• _TEXTE DONNÉ_:
╔══

Par ailleurs, pendant que nos représentants politiques, tétanisés, le regard fixé sur les sondages, refusent obstinément d’y réfléchir, les premières vagues de condamnés pour soutien à des activités terroristes au début de la guerre en Syrie sortiront bientôt de prison, peines maximales purgées. Or, on en est toujours à se demander ce que serait un programme efficace de déradicalisation qui, cerise sur le gâteau, ne devrait rien coûter à des systèmes judiciaires déjà sur les rotules du fait des économies linéaires qui leur sont imposées par tous les gouvernements, de gauche comme de droite.

Il va de soi que le fait que nous soyons dans un Etat de droit ne nous permet pas, au-delà de quelques mesures préventives, de suivre ces personnes une fois sorties et leur « dette envers la société » réglée, en vue d’assurer la sécurité publique. Il est évident que c’est bien en amont, dès le début de leur peine, qu’il convient d’agir.

╚══

• _OBJECTIF_: Recopiez mot pour mot le passage du texte qui commence par « Par ailleurs, pendant » et se termine par « comme de droite. ». Appuyez-vous uniquement sur le texte.

• _MATÉRIEL FOURNI_:
╔══

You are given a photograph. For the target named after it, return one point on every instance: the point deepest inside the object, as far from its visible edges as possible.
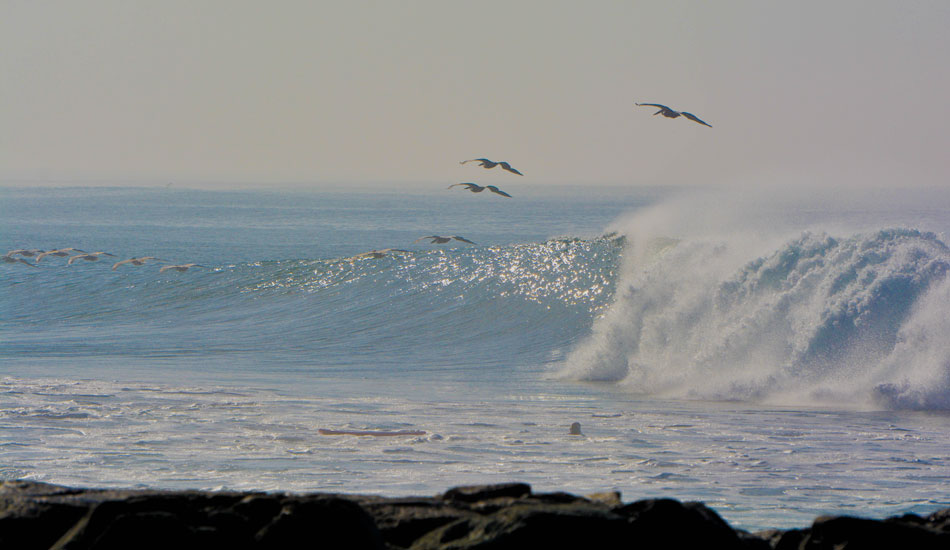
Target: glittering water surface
(778, 380)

╚══

• _RÉPONSE CI-DESSOUS_:
Par ailleurs, pendant que nos représentants politiques, tétanisés, le regard fixé sur les sondages, refusent obstinément d’y réfléchir, les premières vagues de condamnés pour soutien à des activités terroristes au début de la guerre en Syrie sortiront bientôt de prison, peines maximales purgées. Or, on en est toujours à se demander ce que serait un programme efficace de déradicalisation qui, cerise sur le gâteau, ne devrait rien coûter à des systèmes judiciaires déjà sur les rotules du fait des économies linéaires qui leur sont imposées par tous les gouvernements, de gauche comme de droite.